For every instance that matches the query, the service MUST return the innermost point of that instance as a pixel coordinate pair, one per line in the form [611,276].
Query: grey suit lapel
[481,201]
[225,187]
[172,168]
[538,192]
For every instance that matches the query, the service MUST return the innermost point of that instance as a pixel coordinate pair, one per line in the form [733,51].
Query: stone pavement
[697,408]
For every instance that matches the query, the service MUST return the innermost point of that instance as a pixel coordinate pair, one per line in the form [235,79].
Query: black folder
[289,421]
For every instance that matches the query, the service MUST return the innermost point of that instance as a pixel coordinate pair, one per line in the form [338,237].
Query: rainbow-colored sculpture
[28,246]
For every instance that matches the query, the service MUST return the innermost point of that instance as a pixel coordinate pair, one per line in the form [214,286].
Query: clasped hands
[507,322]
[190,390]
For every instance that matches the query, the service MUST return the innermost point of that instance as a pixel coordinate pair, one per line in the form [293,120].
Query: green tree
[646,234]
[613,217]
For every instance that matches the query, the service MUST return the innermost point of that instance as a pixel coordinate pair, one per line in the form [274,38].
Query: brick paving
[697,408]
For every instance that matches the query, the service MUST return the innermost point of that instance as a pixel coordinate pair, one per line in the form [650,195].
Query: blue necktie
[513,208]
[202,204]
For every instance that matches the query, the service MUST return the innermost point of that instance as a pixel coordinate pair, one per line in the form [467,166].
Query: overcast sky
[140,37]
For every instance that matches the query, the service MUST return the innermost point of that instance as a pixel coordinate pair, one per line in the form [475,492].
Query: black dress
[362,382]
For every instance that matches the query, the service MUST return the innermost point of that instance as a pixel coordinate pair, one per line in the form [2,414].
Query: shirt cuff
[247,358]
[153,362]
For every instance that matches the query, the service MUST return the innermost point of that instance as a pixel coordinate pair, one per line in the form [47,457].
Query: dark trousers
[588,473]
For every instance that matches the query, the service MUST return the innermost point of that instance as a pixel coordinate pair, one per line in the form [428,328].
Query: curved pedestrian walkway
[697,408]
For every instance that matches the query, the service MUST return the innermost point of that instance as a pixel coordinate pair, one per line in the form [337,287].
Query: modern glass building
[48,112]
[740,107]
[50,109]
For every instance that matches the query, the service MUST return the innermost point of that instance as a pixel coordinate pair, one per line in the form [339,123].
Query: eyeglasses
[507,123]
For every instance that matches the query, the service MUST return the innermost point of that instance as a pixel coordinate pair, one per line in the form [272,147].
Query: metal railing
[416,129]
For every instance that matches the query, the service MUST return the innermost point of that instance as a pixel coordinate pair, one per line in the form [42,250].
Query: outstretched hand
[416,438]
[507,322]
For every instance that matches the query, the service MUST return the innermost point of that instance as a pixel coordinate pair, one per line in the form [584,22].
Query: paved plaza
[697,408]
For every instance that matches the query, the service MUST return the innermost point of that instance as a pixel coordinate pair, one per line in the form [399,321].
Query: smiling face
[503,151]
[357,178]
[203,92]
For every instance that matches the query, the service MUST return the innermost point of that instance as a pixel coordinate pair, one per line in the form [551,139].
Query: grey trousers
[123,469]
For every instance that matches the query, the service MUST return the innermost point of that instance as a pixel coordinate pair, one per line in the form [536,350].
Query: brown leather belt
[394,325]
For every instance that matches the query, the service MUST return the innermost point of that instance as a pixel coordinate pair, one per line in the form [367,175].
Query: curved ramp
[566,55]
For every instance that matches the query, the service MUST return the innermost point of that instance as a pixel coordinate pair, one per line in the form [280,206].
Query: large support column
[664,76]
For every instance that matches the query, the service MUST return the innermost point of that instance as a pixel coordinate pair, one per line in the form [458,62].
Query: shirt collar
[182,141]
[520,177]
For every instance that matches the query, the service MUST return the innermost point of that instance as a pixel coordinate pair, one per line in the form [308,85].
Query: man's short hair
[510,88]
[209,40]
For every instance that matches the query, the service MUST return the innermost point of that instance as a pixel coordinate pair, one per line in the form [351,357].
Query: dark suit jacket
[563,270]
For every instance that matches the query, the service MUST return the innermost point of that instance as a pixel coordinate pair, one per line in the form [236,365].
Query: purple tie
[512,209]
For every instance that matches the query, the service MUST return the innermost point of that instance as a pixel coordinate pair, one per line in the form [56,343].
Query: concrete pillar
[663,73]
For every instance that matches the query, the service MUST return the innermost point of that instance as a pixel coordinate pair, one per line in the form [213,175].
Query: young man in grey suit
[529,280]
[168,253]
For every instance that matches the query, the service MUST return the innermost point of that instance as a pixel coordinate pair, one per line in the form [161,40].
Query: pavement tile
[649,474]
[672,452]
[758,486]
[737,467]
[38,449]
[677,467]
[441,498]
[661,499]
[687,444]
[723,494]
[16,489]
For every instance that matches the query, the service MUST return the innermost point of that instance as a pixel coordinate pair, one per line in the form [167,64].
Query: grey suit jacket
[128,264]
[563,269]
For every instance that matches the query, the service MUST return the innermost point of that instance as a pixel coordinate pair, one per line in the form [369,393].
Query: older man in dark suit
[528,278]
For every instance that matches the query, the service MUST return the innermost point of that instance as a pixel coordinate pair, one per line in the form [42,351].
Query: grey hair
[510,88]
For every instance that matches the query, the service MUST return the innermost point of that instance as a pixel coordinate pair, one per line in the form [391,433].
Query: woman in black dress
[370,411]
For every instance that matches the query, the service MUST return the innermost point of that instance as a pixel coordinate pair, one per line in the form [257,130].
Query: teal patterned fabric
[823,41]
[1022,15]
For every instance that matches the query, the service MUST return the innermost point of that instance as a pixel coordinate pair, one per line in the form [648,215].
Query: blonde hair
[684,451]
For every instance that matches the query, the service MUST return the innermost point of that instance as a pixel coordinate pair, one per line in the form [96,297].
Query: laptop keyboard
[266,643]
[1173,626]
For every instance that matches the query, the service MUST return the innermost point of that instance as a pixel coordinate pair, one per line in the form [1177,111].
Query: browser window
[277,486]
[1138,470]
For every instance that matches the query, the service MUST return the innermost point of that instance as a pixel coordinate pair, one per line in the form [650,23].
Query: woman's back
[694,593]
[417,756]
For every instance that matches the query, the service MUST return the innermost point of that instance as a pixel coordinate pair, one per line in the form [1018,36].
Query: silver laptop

------------------------

• TASK PROMPT: Please return all of the entries shown above, exactly as they stand.

• SOLUTION TO THIS TASK:
For every instance that matches the query, the service MUST return the innermost point of that instance as a pixel coordinate pair, one per line in the form [611,276].
Query: grey suit lapel
[481,201]
[225,187]
[172,168]
[538,192]
For every instance that matches the query, the service MUST return the innermost point of that instance as a pixel coordinate pair, one per line in the form [733,51].
Query: stone pavement
[697,408]
For every instance that matches the query, the service MUST return the innermost point of that instance as a pixel coordinate pair, one per line in the form [235,79].
Query: black folder
[289,421]
For every instance that matches the query, the service MUST return the innermost point of that instance as a pixel coordinate pair, one per line in the form [338,237].
Query: rainbow-colored sculpture
[28,246]
For every instance that matches the query, the service MUST return the innermost point of that instance as a pixel coordinate pair, one per line in the form [214,286].
Query: clasped hands
[507,322]
[190,390]
For every instance that matches the query, the service MUST return the innermost point of that instance as a pixel coordinate pair, one per line in the form [293,120].
Query: green tree
[646,234]
[613,217]
For every instance that matches the query, the service MUST return the innermost point of that instance as a pixel coordinate pair, one per line in the form [274,38].
Query: brick paving
[697,408]
For every instance that matches the query, the service MUST return the innermost point of that instance as a pixel coordinate pair, one per line in the form [650,195].
Query: blue necktie
[513,208]
[202,204]
For every instance that matches the query, the service MUST return the innermost point of that instance as a pixel coordinate pair, one per line in the form [467,166].
Query: overcast sky
[140,37]
For every instance that matches the query, the service MUST return the innermost point of that instance as a pixel coordinate pair, one per line in the form [475,492].
Query: black dress
[362,382]
For every instance that matches the query, the service MUST return the innermost point of that instance as a pixel coordinate pair, one per line in the form [2,414].
Query: shirt cuff
[247,358]
[153,362]
For every instance that matches the query, the service MUST return the innermost point of that instance as a pixel coordinate pair, one per line in the form [47,457].
Query: dark trousers
[588,473]
For every instance that matches the query, the service MUST return the innermost point of that instance as a pixel coordinate pair, one per line in the form [428,328].
Query: curved pedestrian walkway
[697,408]
For every instance that matches the query, the service MUST return the innermost point of that instance as a pixel coordinate pair, one per line in the form [337,287].
Query: modern glass building
[48,112]
[740,107]
[50,109]
For every instance that matches the query, the service MUST return the innermost point of that instance as a pixel coordinate pair, one per line in the form [339,123].
Query: eyeglasses
[507,123]
For every instance that matches the query, the service MUST return the innermost point of that instance as a pixel coordinate pair, one per line in the form [272,147].
Query: metal railing
[416,129]
For every instance that matches the query, the service MUST return the innermost point of that instance as a pixel coordinate pair, one per line in the form [42,250].
Query: outstretched hand
[416,438]
[507,322]
For every instance that matches the query, the service MUST return the innermost point of that instance as a pixel coordinate pair, one per line in the form [584,22].
Query: paved plaza
[697,408]
For every instance that matches the query, the service MUST return the innermost point of that instance as a pixel coordinate pair, one per line in the form [399,321].
Query: smiling face
[503,151]
[357,178]
[203,92]
For every instance that matches the query, the service MUST return the innermost point of that instance as a pixel coordinate pair, one per line in the form [551,139].
Query: grey trousers
[123,469]
For every instance that matches the query, the service MUST return the innermost point of that instance as a pixel coordinate pair, one per line in the form [536,350].
Query: brown leather belt
[394,325]
For every instance that matches the query, the service MUST return the innermost point of that instance as a pixel coordinate pair, one per line in the form [367,175].
Query: curved ramp
[566,55]
For every instance that matches the query, the service MUST return the innermost point of that instance as a pixel coordinate pair, one per line in the form [280,206].
Query: large support column
[664,76]
For every instance that matches the query, the service MUST return the innermost point of that instance as a pixel coordinate pair, one per line in the form [458,62].
Query: shirt collar
[182,141]
[520,177]
For every instance that matches the query, the service MUST return the innermost point of that instance as a pixel coordinate pair, one per line in the form [308,85].
Query: man's short hair
[510,88]
[209,40]
For every instance that matches the query, the service MUST return the innermost point of that instance as a pixel coordinate pair, one per line in the form [351,357].
Query: dark suit jacket
[563,270]
For every instance that matches the query, the service MUST return the innermost point of that instance as a pixel coordinate pair, one per line in the form [236,365].
Query: purple tie
[512,209]
For every instance that matches the query, the service MUST return the innermost point of that instance as a pixel coordinate pair, one per line in the form [56,343].
Query: concrete pillar
[663,73]
For every instance that matches the query, the service MUST return the innermost point of that instance as a pixel coordinate pair, one per line in the form [213,175].
Query: young man in grey suit
[529,280]
[168,253]
For every instance that matches the query, the service MUST return the innermost point of that instance as a pixel coordinate pair, one per line in the form [161,40].
Query: pavement tile
[649,474]
[672,452]
[758,486]
[737,467]
[38,449]
[677,467]
[441,498]
[661,499]
[687,444]
[723,494]
[16,489]
For every instance that matches the query, the service MUST return the innermost point of that instance as a pixel coordinate pair, one per line in the form [167,64].
Query: grey suit jacket
[128,264]
[563,269]
For every instance that matches the query, the service MUST return the innermost point of that instance as a pixel coordinate pair, one per line in the form [369,393].
Query: older man in dark suit
[528,278]
For every instance that matches the query, the service MUST return the innermost point of that instance as a pixel coordinate pair, one per line in the form [42,351].
Query: grey hair
[510,88]
For every instance that matches the query, the service MUST return the innermost point of that instance as a pixel coordinate pair, one per line in the form [391,433].
Query: woman in black dress
[370,411]
For every instance that matches the query, the service MUST return the innermost point of that instance as a pixel coordinate pair, one per line in the form [257,130].
Query: teal patterned fabric
[823,41]
[1022,15]
For every instance that matches the query, the service MUST return the innermost point of that instance as a pixel coordinate pair, one per line in the form [648,215].
Query: blonde hair
[684,451]
For every instance that matches the query, the service MUST return the innermost point of that instance as a pixel coordinate pair, one per line in the form [96,297].
Query: laptop keyboard
[266,643]
[1173,626]
For every instance that matches the query, the service MUST return the innermost point of that instance as a pixel coordinate pair, one per line in the form [1177,111].
Query: browser window
[277,486]
[1138,470]
For every instance that matches the query, the service MUST return the innermost point of that instance as a pixel coordinate pair, one per line in the form [650,23].
Query: woman's back
[694,593]
[417,756]
For every instance that matches the query, the service MUST return the innermost point of that instance as a pixel coordinate pair, one per line in the form [1018,36].
Query: silver laptop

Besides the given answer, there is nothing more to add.